Task goal: Everything from the line that holds "[mark] the sky" through the end of the data below should be output exactly, both ends included.

*** Record extracts ***

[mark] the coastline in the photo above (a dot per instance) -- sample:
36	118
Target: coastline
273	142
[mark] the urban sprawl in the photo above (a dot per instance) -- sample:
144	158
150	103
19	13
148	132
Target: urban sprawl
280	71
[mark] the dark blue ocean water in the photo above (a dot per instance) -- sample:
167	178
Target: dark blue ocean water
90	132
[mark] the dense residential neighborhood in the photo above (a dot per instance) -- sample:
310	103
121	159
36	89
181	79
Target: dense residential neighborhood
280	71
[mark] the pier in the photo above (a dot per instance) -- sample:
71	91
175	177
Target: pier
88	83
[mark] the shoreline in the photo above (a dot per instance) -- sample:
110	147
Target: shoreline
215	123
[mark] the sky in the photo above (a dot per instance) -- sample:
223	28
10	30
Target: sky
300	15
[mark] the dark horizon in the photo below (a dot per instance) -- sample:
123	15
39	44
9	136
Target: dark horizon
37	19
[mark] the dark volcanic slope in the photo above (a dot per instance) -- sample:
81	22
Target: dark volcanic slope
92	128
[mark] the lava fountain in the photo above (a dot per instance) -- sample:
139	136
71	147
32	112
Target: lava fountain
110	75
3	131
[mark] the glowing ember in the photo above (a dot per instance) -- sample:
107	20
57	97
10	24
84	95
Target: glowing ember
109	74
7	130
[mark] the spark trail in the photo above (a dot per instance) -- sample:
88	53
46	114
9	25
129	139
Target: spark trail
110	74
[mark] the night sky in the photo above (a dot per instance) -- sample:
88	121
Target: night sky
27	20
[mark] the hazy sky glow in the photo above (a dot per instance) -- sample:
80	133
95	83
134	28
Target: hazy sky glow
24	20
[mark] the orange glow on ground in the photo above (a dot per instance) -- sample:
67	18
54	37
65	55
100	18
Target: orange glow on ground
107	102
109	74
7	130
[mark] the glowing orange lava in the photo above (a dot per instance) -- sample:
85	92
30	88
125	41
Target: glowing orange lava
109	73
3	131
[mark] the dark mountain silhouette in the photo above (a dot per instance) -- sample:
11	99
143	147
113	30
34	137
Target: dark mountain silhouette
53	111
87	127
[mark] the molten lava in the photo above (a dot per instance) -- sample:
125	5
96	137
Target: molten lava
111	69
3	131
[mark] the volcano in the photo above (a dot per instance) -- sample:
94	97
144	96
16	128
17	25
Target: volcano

***

Complete answer:
[mark] the sky in the photo above (a dot per instance) -- sample:
223	28
10	30
Target: sky
300	15
[mark] the dark horizon in the photo below (a dot per instance) -- sample:
123	15
39	44
9	136
Target: dark horizon
37	19
[mark] the dark volcanic slope in the photo above (a dot per instance) -- sample:
81	22
Target: dark volcanic slope
92	128
[mark] the lava fountain in the photo above (a dot per instance) -- sample:
139	136
71	147
32	112
Target: lava fountain
110	75
3	131
[mark] the glowing ember in the photo above (a dot per instance) -- sample:
107	20
57	97
10	24
84	95
Target: glowing ember
109	74
7	130
[mark] the spark trail in the photo above (a dot per instance) -- sample:
88	53
46	114
9	25
129	139
Target: spark trail
110	74
[mark] the night sky in the photo above (a dot per instance) -- sample:
88	121
Target: night sky
27	20
[mark] the hazy sky glow in the photo above (a dot per instance) -- sample:
80	133
95	83
134	28
Target: hazy sky glow
24	20
[mark] the orange glow on ground in the photo above (a dot per instance) -- sample:
67	18
54	37
65	55
100	18
Target: orange glow on ground
107	102
109	74
7	130
[mark] the glowing orange lava in the photo above (a dot per instance) -- sample:
85	92
30	88
125	41
Target: glowing orange lava
109	73
3	131
[mark] the dark mountain silhouette in the photo above (a dot per instance) -- sample:
11	99
143	147
113	30
34	137
Target: dark mountain silhouette
53	111
87	127
[mark] the molten lava in the photo above (a dot per instance) -- sample:
125	5
96	137
Target: molten lava
111	69
3	131
[mark] the volcano in the photo above (a dot per instance) -- sample:
94	97
144	96
16	128
17	25
Target: volcano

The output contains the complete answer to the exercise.